# Baby Bugs are home!



## Tahnee GR (Aug 26, 2006)

The baby bugs came home on Saturday  I am getting very little work done :doh: Spending most of my time watching and cuddling puppies.


----------



## Tahnee GR (Aug 26, 2006)

I am only allowed to post one pic at a time 

This is Plain Boy in the pipe-he loves the pipe!


----------



## Tahnee GR (Aug 26, 2006)

Pink trying to get into the pipe with Plain


----------



## Tahnee GR (Aug 26, 2006)

Michael brushing the pups


----------



## Tahnee GR (Aug 26, 2006)

Plain going over the pipe


----------



## Tahnee GR (Aug 26, 2006)

Three sleepy puppies with full bellies 

I guess I'm buying a bigger bed tomorrow!


----------



## tikiandme (May 16, 2010)

Beautiful, beautiful puppies! I see that one of your little prodigies even plays the piano! Too cute!!


----------



## KiwiD (Jan 14, 2008)

Good luck getting anything done with those cuties around. That's a distraction I'd welcome any day! 

I don't think plain boy is going to fit in that pipe too much longer LOL


----------



## hotel4dogs (Sep 29, 2008)

so, so cute!
little buglets!

DATASET EXCERPTS
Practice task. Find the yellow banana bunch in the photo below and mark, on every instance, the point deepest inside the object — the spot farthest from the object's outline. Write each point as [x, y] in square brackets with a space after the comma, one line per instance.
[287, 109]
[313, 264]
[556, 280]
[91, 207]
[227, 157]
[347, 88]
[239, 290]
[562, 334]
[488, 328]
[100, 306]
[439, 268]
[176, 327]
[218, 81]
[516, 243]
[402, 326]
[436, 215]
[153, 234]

CHALLENGE 1
In the puppy thread, on what day did the baby bugs come home?
CHALLENGE 2
Transcribe the puppy thread from "# Baby Bugs" up to and including "and cuddling puppies.".
CHALLENGE 3
List every username that posts in the puppy thread.

WRITTEN ANSWER 1
Saturday

WRITTEN ANSWER 2
# Baby Bugs are home!



## Tahnee GR (Aug 26, 2006)

The baby bugs came home on Saturday  I am getting very little work done :doh: Spending most of my time watching and cuddling puppies.

WRITTEN ANSWER 3
Tahnee GR, tikiandme, KiwiD, hotel4dogs